Document extract section start

Consolidating SOA stories
Blogger: Chris Haddad
During the past three months, we have been collecting SOA stories. Even though Anne and I have talked with hundreds of IT professionals over the past four years, we felt obtaining a fresh perspective to the SOA conundrum would be beneficial. Burton Group's SOA research team met in Florida last week to consolidate several client interviews, identify trends, and divine insights. We reviewed client interviews spanning banking, insurance, investment, government, systems integrator, telecommunications, hospitality, and retail organizations. In many organizations, we captured data points across multiple stakeholders. During the consolidation process, we used a manual, low-tech approach to view and consolidate the information. Data points were printed out on 3X3 papers and literally thrown on the walls. Setting appropriate SOA expectations requires listening and analysis skills to understand the rich context surrounding SOA success factors and success killers. Over a period of three days, our team of seven experts (with representatives from Identity, Security, Application, Executive Advisory, and Consulting teams) analyzed and arranged data points.
At the end of the week, all four walls and the entry hallway were papered with information. 
Our war room delivered an immersing experience reminiscent of Spielberg's Minority Report, but without dazzling special effects. Patterns quickly emerged and the team crafted high level topics, categories, and section headings.

Document extract section end
Input data section start

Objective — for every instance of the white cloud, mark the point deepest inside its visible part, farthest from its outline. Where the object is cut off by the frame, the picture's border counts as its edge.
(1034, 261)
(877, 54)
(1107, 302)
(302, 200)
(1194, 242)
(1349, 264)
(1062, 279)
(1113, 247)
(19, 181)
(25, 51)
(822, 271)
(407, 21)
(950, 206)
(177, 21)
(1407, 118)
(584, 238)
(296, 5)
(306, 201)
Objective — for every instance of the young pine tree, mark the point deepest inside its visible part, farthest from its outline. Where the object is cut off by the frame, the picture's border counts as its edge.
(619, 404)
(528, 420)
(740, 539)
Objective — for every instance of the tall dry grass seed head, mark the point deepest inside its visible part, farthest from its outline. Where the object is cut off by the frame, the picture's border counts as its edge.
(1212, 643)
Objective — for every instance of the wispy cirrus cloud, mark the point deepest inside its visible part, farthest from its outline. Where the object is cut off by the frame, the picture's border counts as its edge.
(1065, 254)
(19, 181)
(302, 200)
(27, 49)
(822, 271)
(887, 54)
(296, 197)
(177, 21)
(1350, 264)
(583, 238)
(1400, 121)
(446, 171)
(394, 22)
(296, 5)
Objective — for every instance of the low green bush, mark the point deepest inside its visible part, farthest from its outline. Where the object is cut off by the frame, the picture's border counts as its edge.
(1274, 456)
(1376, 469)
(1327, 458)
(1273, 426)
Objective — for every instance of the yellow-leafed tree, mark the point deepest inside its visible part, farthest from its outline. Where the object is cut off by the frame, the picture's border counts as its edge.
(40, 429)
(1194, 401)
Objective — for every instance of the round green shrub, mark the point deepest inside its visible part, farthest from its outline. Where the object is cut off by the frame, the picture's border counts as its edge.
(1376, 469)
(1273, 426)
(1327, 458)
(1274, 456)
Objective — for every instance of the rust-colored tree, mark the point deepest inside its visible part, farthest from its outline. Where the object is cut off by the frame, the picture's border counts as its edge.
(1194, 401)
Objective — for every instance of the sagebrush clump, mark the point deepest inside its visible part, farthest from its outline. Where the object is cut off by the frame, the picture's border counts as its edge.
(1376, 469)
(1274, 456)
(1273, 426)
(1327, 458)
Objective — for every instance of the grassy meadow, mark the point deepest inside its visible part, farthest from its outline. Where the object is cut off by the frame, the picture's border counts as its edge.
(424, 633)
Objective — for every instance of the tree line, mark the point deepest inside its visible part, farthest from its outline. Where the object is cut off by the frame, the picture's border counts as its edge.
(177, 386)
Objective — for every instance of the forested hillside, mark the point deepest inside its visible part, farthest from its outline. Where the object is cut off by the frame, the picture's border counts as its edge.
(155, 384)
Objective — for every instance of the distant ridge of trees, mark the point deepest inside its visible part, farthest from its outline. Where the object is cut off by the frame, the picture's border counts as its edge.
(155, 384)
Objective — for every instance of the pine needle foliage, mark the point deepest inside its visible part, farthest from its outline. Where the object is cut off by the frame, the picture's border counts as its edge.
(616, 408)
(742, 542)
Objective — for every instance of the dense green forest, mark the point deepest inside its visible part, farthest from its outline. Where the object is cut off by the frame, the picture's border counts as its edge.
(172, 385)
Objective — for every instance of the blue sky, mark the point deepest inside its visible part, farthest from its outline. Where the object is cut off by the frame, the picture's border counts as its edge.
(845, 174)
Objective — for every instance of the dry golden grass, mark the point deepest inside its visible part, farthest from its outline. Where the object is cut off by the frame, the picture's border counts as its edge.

Input data section end

◆ **What to work on**
• A. According to the SOA stories blog post, over how many days did the team of seven experts analyze and arrange the data points?
• B. Return the part of the SOA stories blog post between "Our war room" and "and section headings.", inclusive, copied word for word.

◆ **Solutions below**
• A. Three days.

• B.
Our war room delivered an immersing experience reminiscent of Spielberg's Minority Report, but without dazzling special effects. Patterns quickly emerged and the team crafted high level topics, categories, and section headings.